Exercise prompt: Exactly reproduce the lines from the line that has "sample: [1273, 227]." down to the last line of the entries, inclusive.

[Coordinate labeling data]
----

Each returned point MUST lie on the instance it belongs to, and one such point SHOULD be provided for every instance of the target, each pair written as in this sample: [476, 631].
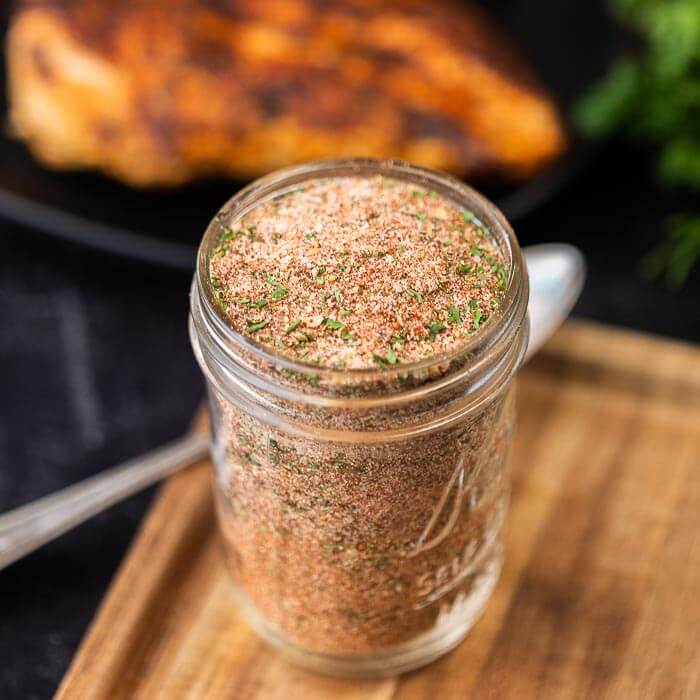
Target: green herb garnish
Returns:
[252, 327]
[292, 326]
[436, 328]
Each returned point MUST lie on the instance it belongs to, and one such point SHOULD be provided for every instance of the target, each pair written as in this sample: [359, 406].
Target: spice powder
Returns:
[352, 547]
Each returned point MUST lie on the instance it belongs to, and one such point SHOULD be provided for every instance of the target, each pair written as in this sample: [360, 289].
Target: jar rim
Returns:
[511, 309]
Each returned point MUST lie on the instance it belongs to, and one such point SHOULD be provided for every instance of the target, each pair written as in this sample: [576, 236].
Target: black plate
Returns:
[569, 44]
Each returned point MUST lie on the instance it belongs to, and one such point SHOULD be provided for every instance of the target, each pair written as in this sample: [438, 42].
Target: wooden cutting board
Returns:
[599, 597]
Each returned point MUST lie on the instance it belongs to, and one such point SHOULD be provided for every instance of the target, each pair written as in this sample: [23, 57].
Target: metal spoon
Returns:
[557, 273]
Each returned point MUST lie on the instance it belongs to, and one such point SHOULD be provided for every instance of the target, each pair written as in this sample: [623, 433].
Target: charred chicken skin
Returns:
[161, 92]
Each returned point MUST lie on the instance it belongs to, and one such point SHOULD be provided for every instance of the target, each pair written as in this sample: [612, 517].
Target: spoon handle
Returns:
[26, 528]
[557, 272]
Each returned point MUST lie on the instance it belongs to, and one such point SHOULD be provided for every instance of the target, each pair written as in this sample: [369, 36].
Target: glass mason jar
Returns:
[362, 510]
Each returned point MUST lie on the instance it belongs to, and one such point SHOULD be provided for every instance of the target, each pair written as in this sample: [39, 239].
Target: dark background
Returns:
[95, 367]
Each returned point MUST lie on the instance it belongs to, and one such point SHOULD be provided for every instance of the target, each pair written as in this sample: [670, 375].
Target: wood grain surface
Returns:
[599, 597]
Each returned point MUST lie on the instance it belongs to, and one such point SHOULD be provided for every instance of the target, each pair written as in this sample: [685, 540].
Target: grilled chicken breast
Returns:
[158, 92]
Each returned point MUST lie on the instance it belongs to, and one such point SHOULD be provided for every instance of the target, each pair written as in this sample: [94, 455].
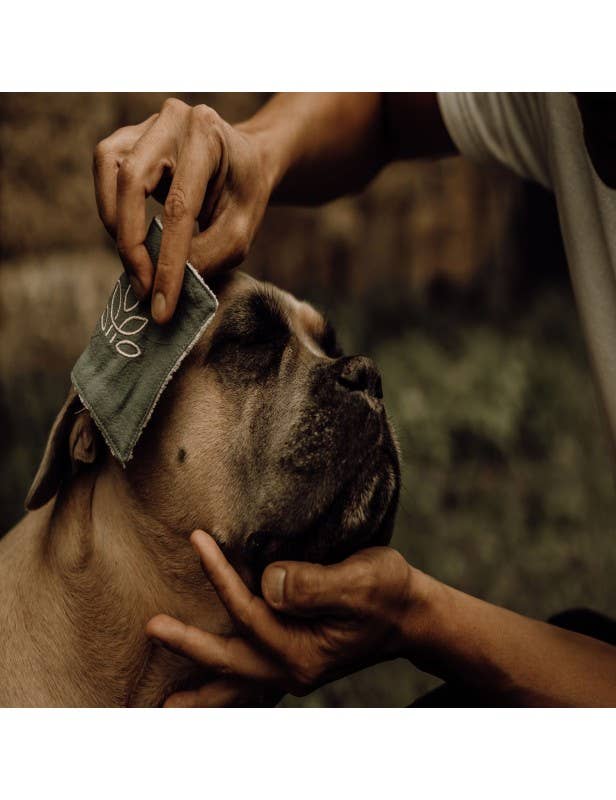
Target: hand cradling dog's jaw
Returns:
[267, 437]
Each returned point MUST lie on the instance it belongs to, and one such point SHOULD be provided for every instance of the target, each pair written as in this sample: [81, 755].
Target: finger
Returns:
[251, 613]
[221, 246]
[138, 176]
[107, 157]
[222, 693]
[196, 163]
[226, 655]
[305, 589]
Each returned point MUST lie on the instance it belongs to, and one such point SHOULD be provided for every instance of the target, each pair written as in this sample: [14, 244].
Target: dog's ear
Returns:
[73, 440]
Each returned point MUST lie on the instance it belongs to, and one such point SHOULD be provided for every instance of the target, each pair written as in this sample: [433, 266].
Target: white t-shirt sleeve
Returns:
[502, 127]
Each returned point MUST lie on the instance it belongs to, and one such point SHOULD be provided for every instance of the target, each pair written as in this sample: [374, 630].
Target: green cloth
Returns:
[130, 359]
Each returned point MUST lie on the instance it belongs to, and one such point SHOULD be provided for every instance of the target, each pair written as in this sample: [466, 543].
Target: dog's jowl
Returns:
[268, 437]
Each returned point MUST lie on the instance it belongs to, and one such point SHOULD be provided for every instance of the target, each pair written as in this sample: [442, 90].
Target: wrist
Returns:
[422, 617]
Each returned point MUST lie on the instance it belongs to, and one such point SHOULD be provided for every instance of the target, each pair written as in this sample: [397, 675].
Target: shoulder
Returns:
[509, 128]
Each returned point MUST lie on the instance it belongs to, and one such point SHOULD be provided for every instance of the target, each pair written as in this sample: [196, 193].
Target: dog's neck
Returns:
[100, 566]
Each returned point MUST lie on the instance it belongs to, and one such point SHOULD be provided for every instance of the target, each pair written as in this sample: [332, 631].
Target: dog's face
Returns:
[269, 438]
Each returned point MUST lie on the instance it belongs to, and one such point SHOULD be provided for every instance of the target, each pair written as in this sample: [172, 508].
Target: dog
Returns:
[268, 437]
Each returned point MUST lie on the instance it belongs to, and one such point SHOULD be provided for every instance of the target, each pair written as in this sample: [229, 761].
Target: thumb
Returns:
[303, 589]
[219, 247]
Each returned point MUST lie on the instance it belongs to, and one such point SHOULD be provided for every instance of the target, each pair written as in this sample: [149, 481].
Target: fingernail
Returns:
[197, 538]
[137, 286]
[159, 306]
[273, 587]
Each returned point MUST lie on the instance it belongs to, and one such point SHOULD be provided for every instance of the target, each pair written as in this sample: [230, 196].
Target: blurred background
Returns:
[451, 277]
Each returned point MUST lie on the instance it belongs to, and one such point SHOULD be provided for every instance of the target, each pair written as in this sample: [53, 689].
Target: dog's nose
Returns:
[359, 374]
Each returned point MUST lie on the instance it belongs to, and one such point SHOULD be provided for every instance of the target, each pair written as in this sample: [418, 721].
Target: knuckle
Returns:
[175, 206]
[128, 173]
[102, 153]
[202, 118]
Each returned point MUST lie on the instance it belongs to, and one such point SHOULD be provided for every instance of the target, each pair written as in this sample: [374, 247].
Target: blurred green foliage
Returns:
[508, 488]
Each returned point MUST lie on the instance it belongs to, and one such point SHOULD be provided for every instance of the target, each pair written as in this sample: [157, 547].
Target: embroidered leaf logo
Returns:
[114, 327]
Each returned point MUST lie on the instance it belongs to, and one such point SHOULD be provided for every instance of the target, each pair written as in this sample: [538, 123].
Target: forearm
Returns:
[317, 146]
[467, 641]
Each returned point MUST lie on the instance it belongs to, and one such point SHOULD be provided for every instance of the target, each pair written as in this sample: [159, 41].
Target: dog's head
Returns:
[268, 437]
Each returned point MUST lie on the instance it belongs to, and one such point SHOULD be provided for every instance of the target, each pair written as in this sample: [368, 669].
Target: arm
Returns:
[319, 146]
[298, 147]
[373, 607]
[521, 661]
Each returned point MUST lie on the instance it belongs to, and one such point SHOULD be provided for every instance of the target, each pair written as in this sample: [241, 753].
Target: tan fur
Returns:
[80, 576]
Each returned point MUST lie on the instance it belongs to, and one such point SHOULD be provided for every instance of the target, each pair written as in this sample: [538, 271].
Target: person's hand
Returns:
[314, 624]
[203, 170]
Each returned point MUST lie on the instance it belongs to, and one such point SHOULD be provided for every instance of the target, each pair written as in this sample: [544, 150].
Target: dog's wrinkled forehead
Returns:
[249, 308]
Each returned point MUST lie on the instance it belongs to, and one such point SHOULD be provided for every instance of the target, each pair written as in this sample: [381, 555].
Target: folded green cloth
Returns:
[130, 359]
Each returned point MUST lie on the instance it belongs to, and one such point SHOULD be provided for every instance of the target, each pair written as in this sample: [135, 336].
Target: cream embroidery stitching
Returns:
[112, 325]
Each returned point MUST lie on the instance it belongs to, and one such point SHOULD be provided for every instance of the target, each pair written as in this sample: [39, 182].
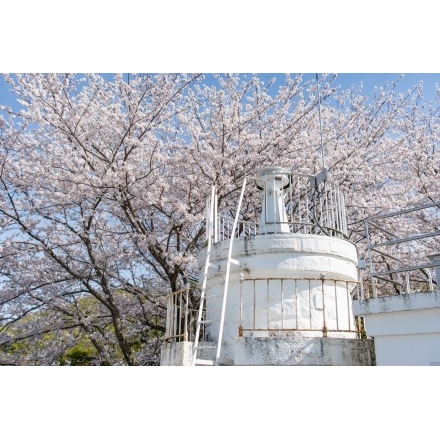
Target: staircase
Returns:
[198, 349]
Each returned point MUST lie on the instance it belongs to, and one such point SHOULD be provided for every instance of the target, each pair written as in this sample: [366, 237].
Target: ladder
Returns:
[211, 218]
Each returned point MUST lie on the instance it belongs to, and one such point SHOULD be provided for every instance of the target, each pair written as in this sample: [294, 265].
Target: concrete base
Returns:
[281, 350]
[298, 350]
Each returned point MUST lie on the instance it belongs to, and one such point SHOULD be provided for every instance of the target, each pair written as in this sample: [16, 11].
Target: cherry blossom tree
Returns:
[103, 187]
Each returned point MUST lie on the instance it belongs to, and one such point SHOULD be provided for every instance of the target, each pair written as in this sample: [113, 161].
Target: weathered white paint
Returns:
[319, 308]
[406, 328]
[294, 349]
[176, 354]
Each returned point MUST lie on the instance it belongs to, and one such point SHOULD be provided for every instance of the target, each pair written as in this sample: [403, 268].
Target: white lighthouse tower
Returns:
[276, 290]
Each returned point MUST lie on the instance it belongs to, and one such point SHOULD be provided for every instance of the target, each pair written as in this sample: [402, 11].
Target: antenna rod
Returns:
[320, 123]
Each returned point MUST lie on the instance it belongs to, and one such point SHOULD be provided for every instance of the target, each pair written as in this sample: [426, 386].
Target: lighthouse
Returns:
[276, 289]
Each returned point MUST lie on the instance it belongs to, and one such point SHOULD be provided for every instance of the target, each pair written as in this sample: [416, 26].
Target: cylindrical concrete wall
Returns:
[284, 283]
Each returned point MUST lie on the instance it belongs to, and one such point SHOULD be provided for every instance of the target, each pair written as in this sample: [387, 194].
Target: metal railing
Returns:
[402, 251]
[181, 317]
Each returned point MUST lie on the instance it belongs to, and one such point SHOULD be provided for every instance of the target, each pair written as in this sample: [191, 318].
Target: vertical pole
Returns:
[228, 269]
[209, 235]
[373, 287]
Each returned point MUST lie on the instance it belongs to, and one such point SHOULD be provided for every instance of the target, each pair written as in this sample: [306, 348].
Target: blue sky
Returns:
[345, 80]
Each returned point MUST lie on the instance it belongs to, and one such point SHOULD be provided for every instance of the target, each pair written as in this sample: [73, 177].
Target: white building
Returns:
[278, 289]
[401, 310]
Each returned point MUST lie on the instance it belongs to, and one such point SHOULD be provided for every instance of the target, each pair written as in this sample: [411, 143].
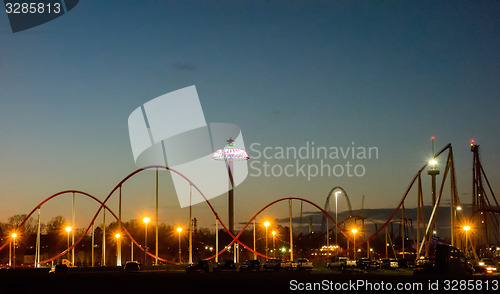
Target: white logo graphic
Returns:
[171, 130]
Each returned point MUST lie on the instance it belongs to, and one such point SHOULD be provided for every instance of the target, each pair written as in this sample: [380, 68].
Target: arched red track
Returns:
[235, 238]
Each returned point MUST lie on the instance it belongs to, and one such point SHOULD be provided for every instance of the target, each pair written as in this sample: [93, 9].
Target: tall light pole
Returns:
[254, 251]
[14, 236]
[354, 231]
[274, 243]
[433, 172]
[336, 216]
[118, 250]
[179, 230]
[146, 221]
[266, 224]
[466, 229]
[68, 230]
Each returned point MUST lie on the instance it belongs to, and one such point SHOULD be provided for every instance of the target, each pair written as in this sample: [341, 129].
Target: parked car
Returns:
[290, 265]
[448, 261]
[227, 266]
[59, 268]
[199, 267]
[486, 265]
[250, 266]
[132, 266]
[337, 264]
[304, 264]
[273, 264]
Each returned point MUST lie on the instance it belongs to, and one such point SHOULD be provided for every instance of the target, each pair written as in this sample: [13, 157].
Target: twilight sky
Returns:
[384, 74]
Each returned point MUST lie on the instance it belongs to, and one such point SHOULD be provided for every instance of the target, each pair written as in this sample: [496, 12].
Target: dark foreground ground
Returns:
[176, 281]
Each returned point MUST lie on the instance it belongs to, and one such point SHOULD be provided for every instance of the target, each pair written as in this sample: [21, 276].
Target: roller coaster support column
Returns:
[104, 237]
[291, 230]
[156, 249]
[37, 250]
[119, 240]
[73, 232]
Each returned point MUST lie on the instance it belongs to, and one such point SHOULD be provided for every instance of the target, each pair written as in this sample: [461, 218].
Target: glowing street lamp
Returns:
[14, 236]
[118, 250]
[266, 224]
[146, 220]
[466, 229]
[274, 243]
[354, 231]
[68, 230]
[179, 230]
[336, 216]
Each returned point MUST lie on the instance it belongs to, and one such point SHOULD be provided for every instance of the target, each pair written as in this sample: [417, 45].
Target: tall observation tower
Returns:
[229, 154]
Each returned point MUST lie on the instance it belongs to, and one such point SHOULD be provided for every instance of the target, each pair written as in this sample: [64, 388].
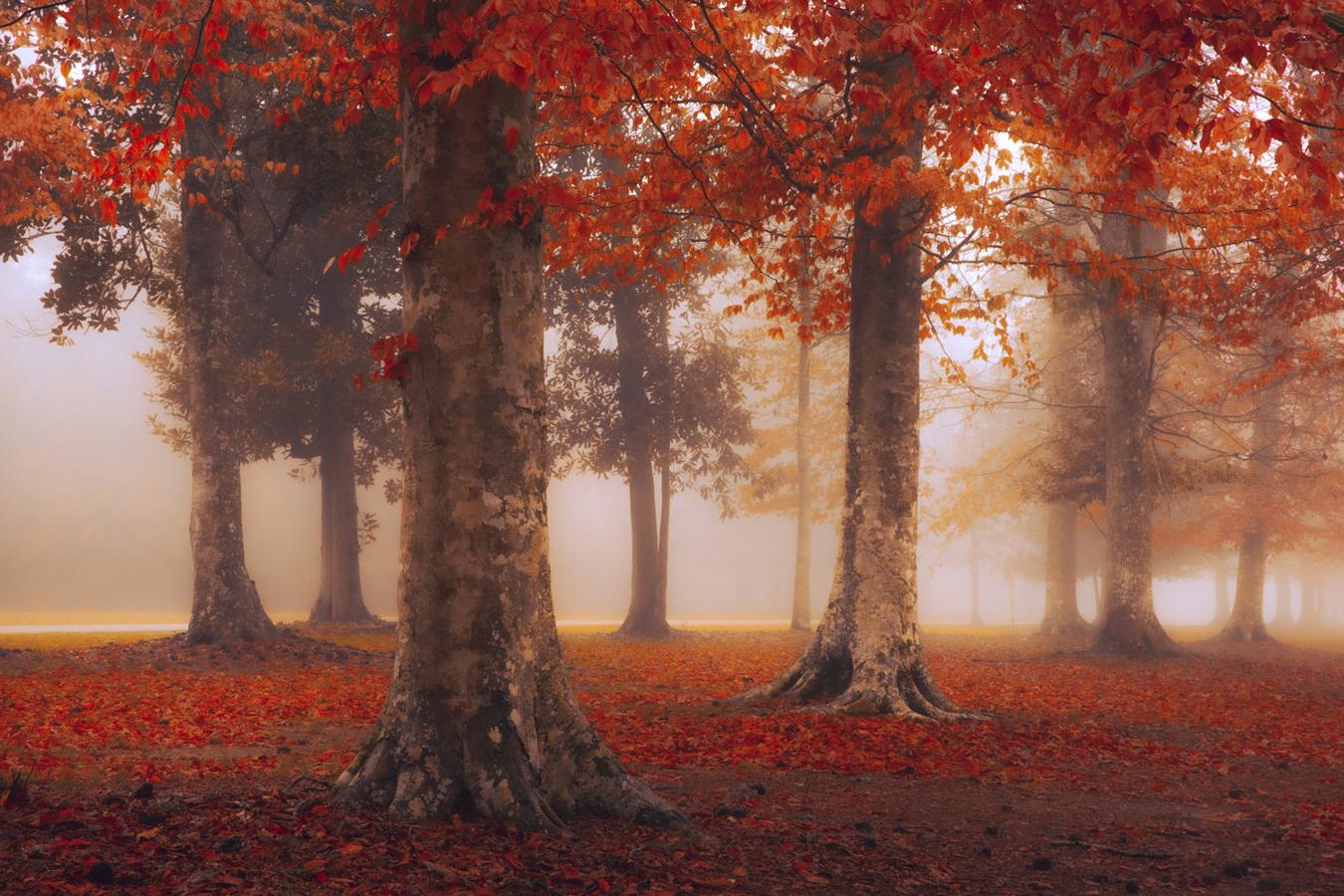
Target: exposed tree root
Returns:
[1238, 631]
[826, 683]
[1122, 633]
[496, 776]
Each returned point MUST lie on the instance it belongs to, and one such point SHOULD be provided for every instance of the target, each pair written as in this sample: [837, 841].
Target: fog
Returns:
[95, 524]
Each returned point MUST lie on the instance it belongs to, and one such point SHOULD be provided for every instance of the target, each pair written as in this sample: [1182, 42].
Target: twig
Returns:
[1131, 853]
[310, 780]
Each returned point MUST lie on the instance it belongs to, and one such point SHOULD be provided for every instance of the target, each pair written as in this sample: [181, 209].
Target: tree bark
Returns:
[1313, 598]
[866, 656]
[480, 716]
[340, 596]
[801, 619]
[647, 615]
[1222, 599]
[225, 602]
[1062, 615]
[1128, 622]
[975, 580]
[664, 539]
[1247, 618]
[1282, 595]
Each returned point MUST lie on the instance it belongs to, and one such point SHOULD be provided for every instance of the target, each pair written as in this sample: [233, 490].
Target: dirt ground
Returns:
[165, 769]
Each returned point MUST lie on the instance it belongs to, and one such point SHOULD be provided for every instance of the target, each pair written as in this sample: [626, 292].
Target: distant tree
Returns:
[262, 214]
[647, 383]
[799, 421]
[296, 357]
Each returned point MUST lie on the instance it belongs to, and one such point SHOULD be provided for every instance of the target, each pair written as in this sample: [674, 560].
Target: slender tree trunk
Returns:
[480, 716]
[1062, 615]
[1247, 618]
[225, 602]
[975, 580]
[340, 596]
[664, 530]
[802, 541]
[1128, 622]
[645, 617]
[1282, 594]
[1313, 598]
[866, 656]
[1222, 600]
[664, 468]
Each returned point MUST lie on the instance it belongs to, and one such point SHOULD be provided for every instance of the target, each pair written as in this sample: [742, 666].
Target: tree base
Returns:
[491, 773]
[1122, 633]
[648, 629]
[322, 612]
[824, 679]
[238, 618]
[1244, 633]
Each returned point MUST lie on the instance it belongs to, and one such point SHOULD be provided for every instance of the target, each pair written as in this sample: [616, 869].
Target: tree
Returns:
[225, 603]
[866, 656]
[307, 335]
[664, 402]
[480, 712]
[797, 458]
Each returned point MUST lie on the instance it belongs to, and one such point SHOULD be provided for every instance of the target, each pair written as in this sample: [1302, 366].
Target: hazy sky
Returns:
[95, 510]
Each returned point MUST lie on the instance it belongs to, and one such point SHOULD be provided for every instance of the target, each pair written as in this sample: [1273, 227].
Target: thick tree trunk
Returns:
[225, 602]
[1222, 594]
[480, 716]
[647, 615]
[866, 656]
[1126, 622]
[340, 596]
[802, 541]
[1062, 615]
[1282, 595]
[1247, 618]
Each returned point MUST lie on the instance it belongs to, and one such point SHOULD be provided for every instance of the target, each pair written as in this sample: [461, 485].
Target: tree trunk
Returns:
[664, 539]
[1313, 599]
[225, 602]
[1282, 595]
[866, 656]
[480, 716]
[975, 580]
[340, 596]
[1247, 618]
[1222, 602]
[647, 615]
[1128, 622]
[802, 541]
[1062, 615]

----

Solution for this exercise:
Each returned point MUST lie on the instance it belongs to, and one such point SHOULD be provided for every instance of the target, each pair written as in this sample: [1273, 227].
Target: thick tree trunk
Returns:
[225, 602]
[1222, 594]
[480, 716]
[647, 615]
[866, 656]
[1126, 622]
[340, 596]
[802, 541]
[1062, 615]
[1282, 595]
[1247, 618]
Each returned point MUST lie on the instance it belongs to, and one such point SHOULD be provided for every instance of the target, each pair written as in this sample: [461, 485].
Target: tree trunk
Returns:
[664, 539]
[1313, 599]
[225, 602]
[1282, 595]
[866, 656]
[480, 716]
[975, 580]
[340, 596]
[1247, 618]
[1222, 602]
[647, 615]
[1128, 622]
[802, 541]
[1062, 615]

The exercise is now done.